• **What to do**
Please copy the lines of each of the following items word for word.

-------- Excerpted records

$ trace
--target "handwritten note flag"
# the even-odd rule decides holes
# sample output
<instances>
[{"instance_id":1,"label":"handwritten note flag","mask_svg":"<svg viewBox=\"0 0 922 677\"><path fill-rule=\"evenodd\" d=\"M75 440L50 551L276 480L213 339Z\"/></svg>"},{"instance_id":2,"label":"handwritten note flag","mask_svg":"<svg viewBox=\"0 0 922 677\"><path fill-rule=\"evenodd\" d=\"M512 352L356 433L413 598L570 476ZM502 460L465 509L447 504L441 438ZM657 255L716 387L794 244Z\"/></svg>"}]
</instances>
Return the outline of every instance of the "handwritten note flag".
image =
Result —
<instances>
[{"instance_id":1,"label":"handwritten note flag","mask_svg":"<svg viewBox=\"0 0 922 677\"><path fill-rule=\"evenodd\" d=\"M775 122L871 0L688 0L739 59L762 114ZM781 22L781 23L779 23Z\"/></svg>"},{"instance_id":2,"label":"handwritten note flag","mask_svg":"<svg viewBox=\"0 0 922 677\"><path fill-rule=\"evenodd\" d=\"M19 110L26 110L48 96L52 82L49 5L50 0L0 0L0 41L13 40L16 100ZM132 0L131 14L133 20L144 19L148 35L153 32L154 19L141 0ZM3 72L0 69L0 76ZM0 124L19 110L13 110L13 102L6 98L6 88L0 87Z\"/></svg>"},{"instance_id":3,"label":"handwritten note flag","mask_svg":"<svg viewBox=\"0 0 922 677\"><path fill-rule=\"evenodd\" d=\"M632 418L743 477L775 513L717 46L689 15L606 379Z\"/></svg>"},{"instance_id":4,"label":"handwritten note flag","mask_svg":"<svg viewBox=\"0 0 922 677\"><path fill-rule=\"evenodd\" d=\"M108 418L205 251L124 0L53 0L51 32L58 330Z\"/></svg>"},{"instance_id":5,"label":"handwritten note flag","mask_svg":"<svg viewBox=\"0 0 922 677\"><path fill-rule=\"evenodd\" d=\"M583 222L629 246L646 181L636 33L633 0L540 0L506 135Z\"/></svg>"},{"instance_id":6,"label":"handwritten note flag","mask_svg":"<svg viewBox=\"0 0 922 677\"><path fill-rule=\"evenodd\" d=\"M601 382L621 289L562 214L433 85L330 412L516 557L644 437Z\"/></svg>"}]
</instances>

----------------

• **Reply**
$ trace
--target "handwritten note flag"
# the even-odd rule decides holes
# sample output
<instances>
[{"instance_id":1,"label":"handwritten note flag","mask_svg":"<svg viewBox=\"0 0 922 677\"><path fill-rule=\"evenodd\" d=\"M75 440L50 551L276 480L213 339Z\"/></svg>"},{"instance_id":2,"label":"handwritten note flag","mask_svg":"<svg viewBox=\"0 0 922 677\"><path fill-rule=\"evenodd\" d=\"M512 352L356 433L413 598L570 476ZM502 460L465 509L447 504L441 438ZM657 255L716 387L794 244Z\"/></svg>"}]
</instances>
Return the outline of every instance of the "handwritten note flag".
image =
Result —
<instances>
[{"instance_id":1,"label":"handwritten note flag","mask_svg":"<svg viewBox=\"0 0 922 677\"><path fill-rule=\"evenodd\" d=\"M775 122L871 0L688 0L739 59L762 114ZM781 22L781 23L779 23Z\"/></svg>"},{"instance_id":2,"label":"handwritten note flag","mask_svg":"<svg viewBox=\"0 0 922 677\"><path fill-rule=\"evenodd\" d=\"M19 110L26 110L48 96L52 82L49 5L50 0L0 0L0 41L13 40L16 100ZM132 0L131 14L133 20L144 19L148 35L153 32L154 19L141 0ZM3 72L0 69L0 76ZM0 124L19 110L13 110L13 102L6 98L6 88L0 87Z\"/></svg>"},{"instance_id":3,"label":"handwritten note flag","mask_svg":"<svg viewBox=\"0 0 922 677\"><path fill-rule=\"evenodd\" d=\"M632 418L743 477L775 513L717 46L689 15L606 379Z\"/></svg>"},{"instance_id":4,"label":"handwritten note flag","mask_svg":"<svg viewBox=\"0 0 922 677\"><path fill-rule=\"evenodd\" d=\"M108 418L205 251L124 0L53 0L51 32L58 330Z\"/></svg>"},{"instance_id":5,"label":"handwritten note flag","mask_svg":"<svg viewBox=\"0 0 922 677\"><path fill-rule=\"evenodd\" d=\"M583 222L629 246L646 181L636 33L633 0L540 0L506 135Z\"/></svg>"},{"instance_id":6,"label":"handwritten note flag","mask_svg":"<svg viewBox=\"0 0 922 677\"><path fill-rule=\"evenodd\" d=\"M601 382L621 289L562 214L433 85L330 412L516 557L644 437Z\"/></svg>"}]
</instances>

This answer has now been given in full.